[Given data — start]
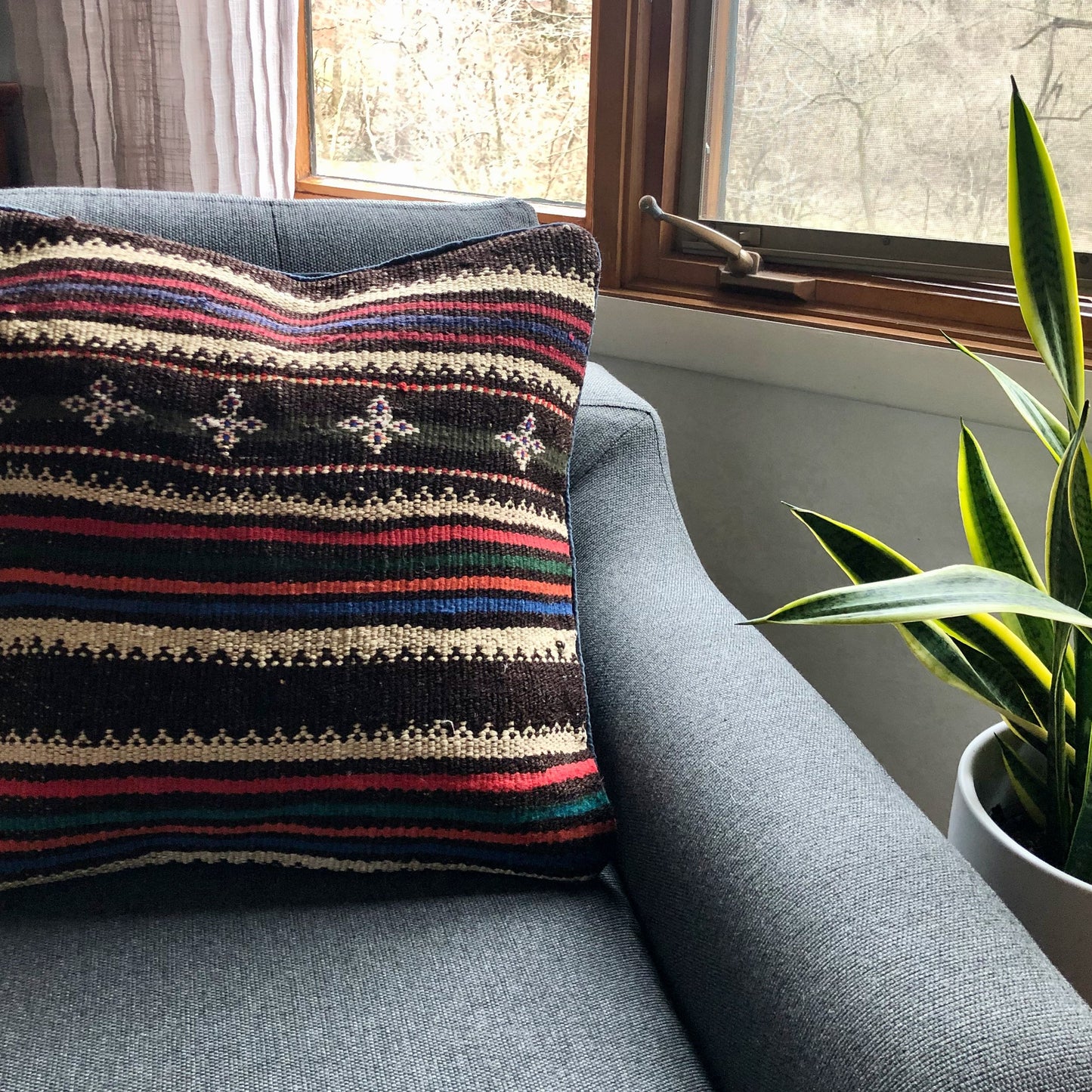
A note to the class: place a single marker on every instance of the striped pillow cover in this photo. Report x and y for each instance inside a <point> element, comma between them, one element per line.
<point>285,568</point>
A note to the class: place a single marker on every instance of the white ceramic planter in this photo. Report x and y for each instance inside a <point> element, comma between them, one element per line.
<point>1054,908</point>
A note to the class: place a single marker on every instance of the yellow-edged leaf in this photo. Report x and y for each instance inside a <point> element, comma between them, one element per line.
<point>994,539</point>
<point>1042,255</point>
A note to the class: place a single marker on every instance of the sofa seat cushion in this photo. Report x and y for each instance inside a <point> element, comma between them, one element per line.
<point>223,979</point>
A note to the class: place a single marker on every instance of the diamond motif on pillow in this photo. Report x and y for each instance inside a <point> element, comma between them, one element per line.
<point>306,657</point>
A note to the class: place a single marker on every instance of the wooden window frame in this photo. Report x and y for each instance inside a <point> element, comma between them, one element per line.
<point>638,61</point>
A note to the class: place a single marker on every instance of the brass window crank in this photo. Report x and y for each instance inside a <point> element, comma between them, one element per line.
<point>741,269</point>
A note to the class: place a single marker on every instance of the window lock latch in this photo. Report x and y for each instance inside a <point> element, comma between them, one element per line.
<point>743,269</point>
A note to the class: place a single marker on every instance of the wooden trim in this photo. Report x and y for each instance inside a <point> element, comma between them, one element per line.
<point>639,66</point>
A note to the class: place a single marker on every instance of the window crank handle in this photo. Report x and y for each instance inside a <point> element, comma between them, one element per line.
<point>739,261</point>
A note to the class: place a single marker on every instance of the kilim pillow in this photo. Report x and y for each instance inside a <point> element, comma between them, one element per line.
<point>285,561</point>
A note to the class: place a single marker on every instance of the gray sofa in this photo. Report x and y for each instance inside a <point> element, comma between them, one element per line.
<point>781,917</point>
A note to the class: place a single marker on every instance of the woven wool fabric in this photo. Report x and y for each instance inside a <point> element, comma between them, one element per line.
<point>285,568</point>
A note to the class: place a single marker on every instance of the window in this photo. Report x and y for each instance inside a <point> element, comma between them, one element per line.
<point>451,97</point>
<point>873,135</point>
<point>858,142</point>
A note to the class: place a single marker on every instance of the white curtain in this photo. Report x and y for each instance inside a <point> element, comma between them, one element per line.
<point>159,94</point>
[Given data — finish]
What is expected: Your answer should contain all the material above, written out exactly, and none of the pictures.

Reply:
A note to the class: place a single marker on every instance of the striped pillow cover in this photo. Report x and y for each instance inside a <point> element, comma between them, one element per line.
<point>285,568</point>
A note to the class: place a single marker on every instance of the white ceramic planter in this photo. Report x and y for each instance inside a <point> element, comma between them, one element per line.
<point>1054,908</point>
A note to the class: place a single marker on every instance of the yellow-edged leaf in this photo. Report x and y for each instance inside a <point> element, comma between them, one element per line.
<point>994,539</point>
<point>1042,255</point>
A note to the class: place a single marker on every instance of the sofa seat cushion in this photo. Report x and y for each instance inside a <point> element, comma between them, one element per line.
<point>223,979</point>
A note to the class: place a single marker on every instance of the diamond motif on pillow in this photo. Report x and y for each instance inside a <point> element, comma between them, one element per line.
<point>306,657</point>
A note to the class: place a single marker on every instance of the wooden window frame in this photo. Report x and y for each instance inside a <point> element, comma between them, one element per line.
<point>638,61</point>
A note to the class: place a single marker on every instance of the brass window crank in this photo. Report x and y for each instance inside a <point> element, comma between them, one element per line.
<point>741,269</point>
A note to the class: place a single marker on every instance of the window lock latch in this photo. Report x and y for each instance inside a <point> element, comma between them, one element per line.
<point>743,269</point>
A note to the class: place a single marker on every instance of the wooden trim in this photo. Report x and y for each instance inside a <point> element, comma between them, one element per line.
<point>639,66</point>
A note to the class: place a single marker on every instance of the window crank handle in this photo. Report x and y for each instance inside a <point> element, comma between them, one element per line.
<point>739,261</point>
A note to the class: place a single marker on every instance of the kilim pillow in this photo. Report x and y for each instance inside a <point> element, comma between them, one element per line.
<point>285,561</point>
A note to the class: place a single marker on every instance of the gray sofa in this photo. Report x and y for each instance inside a <point> element, comma between them, one element per line.
<point>781,917</point>
A note to the class: place a single marker on every instance of the woven wool fabric in this photo. Report x and y for each instance inside a <point> element, comma between them, one element per line.
<point>285,568</point>
A note to the class: place a single marker on every instance of the window in this photo. Report x and y for each instance inside a <point> element, comma between them, one element per line.
<point>451,97</point>
<point>873,135</point>
<point>858,142</point>
A note to the class: place a single marker on every instance of the white curtain in this photo. Report x and y for each instance inside a <point> element, comma between them, one element per line.
<point>159,94</point>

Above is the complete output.